- **What the task requires**: Could you repeat the lines from the one containing "Would you mind pointing out the dental" through the end of the lines, replacing "pointing out" with "locating" and keeping everything else the same? Leave the pictures out.

- **Given records**:
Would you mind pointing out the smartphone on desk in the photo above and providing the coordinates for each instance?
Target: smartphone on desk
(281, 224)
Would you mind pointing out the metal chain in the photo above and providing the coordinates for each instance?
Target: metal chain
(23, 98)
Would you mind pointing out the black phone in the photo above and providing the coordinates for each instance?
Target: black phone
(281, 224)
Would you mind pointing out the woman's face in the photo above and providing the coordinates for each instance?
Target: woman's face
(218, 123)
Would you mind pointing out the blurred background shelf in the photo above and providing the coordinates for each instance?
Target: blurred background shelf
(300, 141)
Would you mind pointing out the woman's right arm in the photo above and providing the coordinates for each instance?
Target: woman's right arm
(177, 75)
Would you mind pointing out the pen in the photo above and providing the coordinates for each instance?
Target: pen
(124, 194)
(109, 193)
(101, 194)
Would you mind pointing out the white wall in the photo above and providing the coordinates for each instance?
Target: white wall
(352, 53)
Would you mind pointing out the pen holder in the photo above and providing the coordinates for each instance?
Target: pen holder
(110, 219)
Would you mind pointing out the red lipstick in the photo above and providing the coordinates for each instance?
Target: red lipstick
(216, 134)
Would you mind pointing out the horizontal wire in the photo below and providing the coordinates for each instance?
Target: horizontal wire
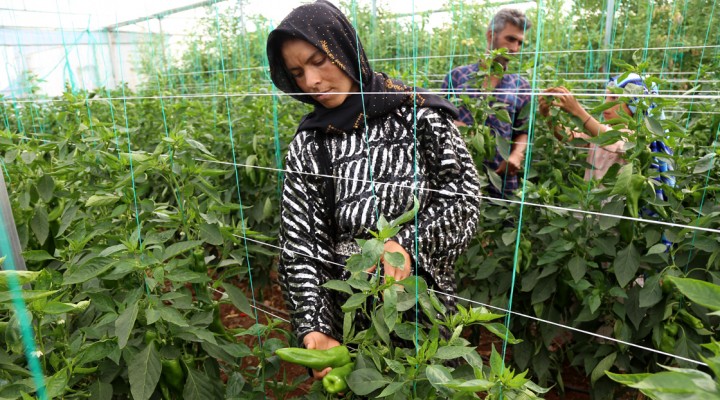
(568, 327)
(528, 92)
(255, 306)
(478, 196)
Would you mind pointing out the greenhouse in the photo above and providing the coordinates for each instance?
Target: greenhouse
(244, 199)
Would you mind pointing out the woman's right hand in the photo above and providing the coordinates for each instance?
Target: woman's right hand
(566, 101)
(319, 341)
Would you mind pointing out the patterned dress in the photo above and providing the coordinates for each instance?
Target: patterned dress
(513, 90)
(447, 187)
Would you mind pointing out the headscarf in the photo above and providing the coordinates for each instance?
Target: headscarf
(328, 29)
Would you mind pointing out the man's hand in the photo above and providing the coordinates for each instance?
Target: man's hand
(565, 101)
(319, 341)
(392, 246)
(512, 165)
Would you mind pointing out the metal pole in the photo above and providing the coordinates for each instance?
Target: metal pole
(610, 16)
(8, 231)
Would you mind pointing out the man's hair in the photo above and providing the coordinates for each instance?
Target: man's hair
(509, 16)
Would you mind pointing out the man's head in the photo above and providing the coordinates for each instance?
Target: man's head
(507, 30)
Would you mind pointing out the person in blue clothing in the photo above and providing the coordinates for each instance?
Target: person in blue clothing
(506, 30)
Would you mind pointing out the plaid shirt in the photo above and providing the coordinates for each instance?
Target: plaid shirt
(462, 80)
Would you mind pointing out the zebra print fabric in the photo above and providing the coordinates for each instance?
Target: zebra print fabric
(447, 187)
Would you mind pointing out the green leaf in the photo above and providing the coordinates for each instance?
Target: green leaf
(614, 207)
(95, 351)
(654, 126)
(22, 277)
(364, 381)
(46, 188)
(125, 323)
(501, 331)
(452, 352)
(104, 200)
(703, 293)
(237, 297)
(390, 313)
(438, 376)
(651, 292)
(87, 271)
(144, 373)
(626, 264)
(338, 285)
(37, 255)
(198, 386)
(173, 316)
(197, 145)
(503, 146)
(657, 249)
(704, 164)
(179, 248)
(623, 180)
(602, 367)
(56, 385)
(101, 391)
(408, 215)
(392, 388)
(395, 259)
(40, 225)
(577, 267)
(211, 234)
(354, 302)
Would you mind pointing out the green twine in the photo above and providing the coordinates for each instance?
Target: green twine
(68, 68)
(276, 124)
(237, 184)
(707, 178)
(353, 6)
(178, 194)
(130, 154)
(20, 309)
(528, 160)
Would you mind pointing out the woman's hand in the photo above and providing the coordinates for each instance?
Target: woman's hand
(544, 107)
(319, 341)
(566, 101)
(392, 246)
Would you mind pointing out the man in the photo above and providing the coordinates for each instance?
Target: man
(506, 30)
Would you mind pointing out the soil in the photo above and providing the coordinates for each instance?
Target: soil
(576, 383)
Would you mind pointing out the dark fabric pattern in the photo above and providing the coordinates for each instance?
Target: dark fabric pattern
(325, 27)
(514, 91)
(447, 187)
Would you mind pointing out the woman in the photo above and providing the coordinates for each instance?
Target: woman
(366, 142)
(601, 158)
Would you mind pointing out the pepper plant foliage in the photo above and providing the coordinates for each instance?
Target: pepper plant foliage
(396, 357)
(603, 274)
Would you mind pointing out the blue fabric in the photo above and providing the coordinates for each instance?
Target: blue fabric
(513, 90)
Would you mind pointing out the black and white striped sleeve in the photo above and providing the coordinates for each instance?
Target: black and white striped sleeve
(449, 219)
(305, 241)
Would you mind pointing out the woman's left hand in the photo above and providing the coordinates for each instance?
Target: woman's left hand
(392, 246)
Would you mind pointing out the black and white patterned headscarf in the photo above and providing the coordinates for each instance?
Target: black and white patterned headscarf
(328, 29)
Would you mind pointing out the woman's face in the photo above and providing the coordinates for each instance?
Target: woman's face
(315, 74)
(612, 112)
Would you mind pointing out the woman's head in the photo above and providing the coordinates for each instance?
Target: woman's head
(315, 74)
(316, 49)
(629, 107)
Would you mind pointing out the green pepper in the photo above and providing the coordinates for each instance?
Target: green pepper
(173, 374)
(150, 336)
(315, 359)
(690, 319)
(336, 380)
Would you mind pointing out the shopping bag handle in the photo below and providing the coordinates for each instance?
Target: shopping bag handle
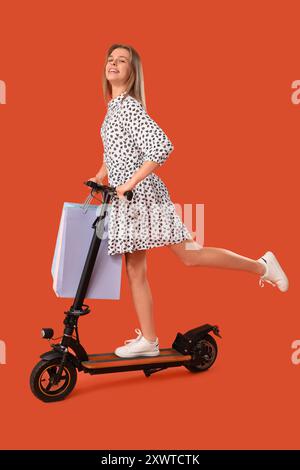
(107, 189)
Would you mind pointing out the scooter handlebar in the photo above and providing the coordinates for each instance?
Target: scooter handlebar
(100, 187)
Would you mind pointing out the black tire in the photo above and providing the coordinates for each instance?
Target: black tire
(204, 354)
(43, 372)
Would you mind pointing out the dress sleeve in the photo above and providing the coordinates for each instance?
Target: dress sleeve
(146, 133)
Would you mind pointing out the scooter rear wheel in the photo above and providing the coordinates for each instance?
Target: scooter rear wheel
(204, 354)
(41, 380)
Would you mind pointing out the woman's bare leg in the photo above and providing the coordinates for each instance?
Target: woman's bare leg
(193, 254)
(136, 268)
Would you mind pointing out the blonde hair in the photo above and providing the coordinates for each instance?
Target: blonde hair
(135, 82)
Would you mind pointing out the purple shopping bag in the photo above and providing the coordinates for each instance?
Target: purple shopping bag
(73, 241)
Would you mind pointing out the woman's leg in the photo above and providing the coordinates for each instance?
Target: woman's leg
(136, 268)
(193, 254)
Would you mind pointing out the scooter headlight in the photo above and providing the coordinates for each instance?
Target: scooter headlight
(47, 333)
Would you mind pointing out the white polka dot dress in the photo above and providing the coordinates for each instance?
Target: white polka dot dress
(131, 137)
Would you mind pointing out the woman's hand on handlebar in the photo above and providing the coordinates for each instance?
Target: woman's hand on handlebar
(120, 190)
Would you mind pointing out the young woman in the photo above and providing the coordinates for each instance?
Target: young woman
(134, 147)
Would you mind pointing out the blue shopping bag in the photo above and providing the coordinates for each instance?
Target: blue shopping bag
(72, 244)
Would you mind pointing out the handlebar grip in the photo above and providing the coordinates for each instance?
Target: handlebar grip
(129, 195)
(99, 187)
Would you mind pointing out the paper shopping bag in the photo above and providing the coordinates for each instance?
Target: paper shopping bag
(72, 244)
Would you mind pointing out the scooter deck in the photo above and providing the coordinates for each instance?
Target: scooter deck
(104, 360)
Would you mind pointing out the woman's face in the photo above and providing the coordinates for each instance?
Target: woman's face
(118, 67)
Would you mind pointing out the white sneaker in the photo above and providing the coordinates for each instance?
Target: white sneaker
(139, 346)
(274, 273)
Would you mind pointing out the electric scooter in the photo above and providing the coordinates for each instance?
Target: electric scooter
(55, 375)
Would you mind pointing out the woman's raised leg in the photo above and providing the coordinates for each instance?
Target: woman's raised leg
(193, 254)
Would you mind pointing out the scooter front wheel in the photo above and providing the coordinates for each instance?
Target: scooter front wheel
(42, 380)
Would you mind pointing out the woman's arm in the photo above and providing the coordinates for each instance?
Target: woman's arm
(100, 175)
(145, 170)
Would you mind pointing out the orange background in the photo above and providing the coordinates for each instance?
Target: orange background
(218, 80)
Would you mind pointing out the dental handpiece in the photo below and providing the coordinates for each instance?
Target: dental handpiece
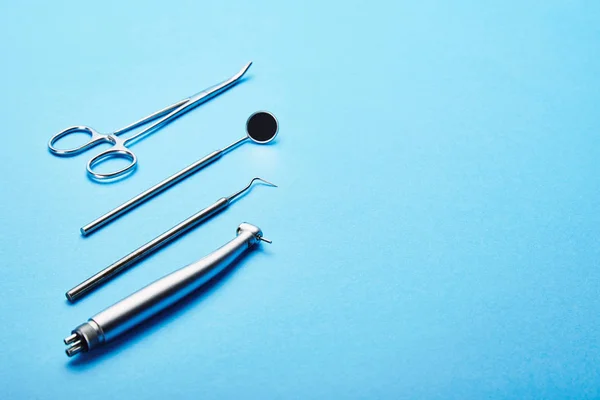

- **Response to the task**:
Would you mind locating the dental handpiece in the photo below and providing the coordinates for each instance?
Target: dental handpiece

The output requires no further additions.